** START Exercise input **
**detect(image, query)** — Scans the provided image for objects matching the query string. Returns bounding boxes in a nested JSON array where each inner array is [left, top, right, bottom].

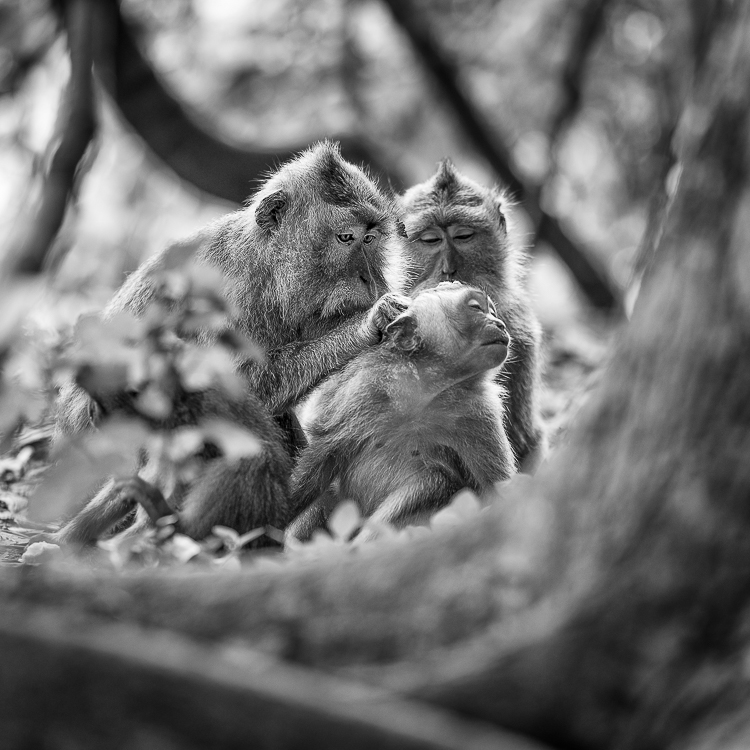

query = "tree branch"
[[383, 0, 621, 311], [5, 0, 95, 275], [549, 0, 608, 148]]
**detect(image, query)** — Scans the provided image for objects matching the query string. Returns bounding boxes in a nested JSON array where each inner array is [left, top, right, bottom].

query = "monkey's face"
[[386, 283, 510, 384], [316, 217, 387, 318], [401, 164, 508, 291], [255, 142, 401, 325]]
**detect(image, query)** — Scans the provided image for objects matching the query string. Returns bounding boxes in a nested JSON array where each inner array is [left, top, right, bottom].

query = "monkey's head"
[[400, 159, 515, 291], [249, 141, 403, 318], [384, 282, 510, 386]]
** END Exercise input **
(Exercise directions): Write out all three items again without the pictures, changing every "Scans" to "Searches" and keeping everything else the same.

(Answer to the exercise):
**detect(image, query)** — Searches the provided image for objects matching the query string. Returns bounding boxes in a nested JSON array where each inner array is [left, top, right, bottom].


query = "tree branch"
[[383, 0, 621, 311], [5, 0, 95, 275], [549, 0, 608, 148]]
**detect(image, query)** — Searches the provided image for objects matching the query string. Returns bounding boxes in a nested JSON array where each inner array is [left, top, right, bottom].

query = "monkey's face"
[[386, 283, 510, 384], [316, 217, 387, 318], [401, 164, 508, 291], [255, 142, 401, 325]]
**detect(image, query)** — Searches the provided image for objects matching the query string. Returns bounding boxes in a nested JSON array where each inner array is [left, top, right, bottom].

query = "monkey's head"
[[400, 159, 515, 291], [249, 141, 403, 318], [384, 282, 510, 386]]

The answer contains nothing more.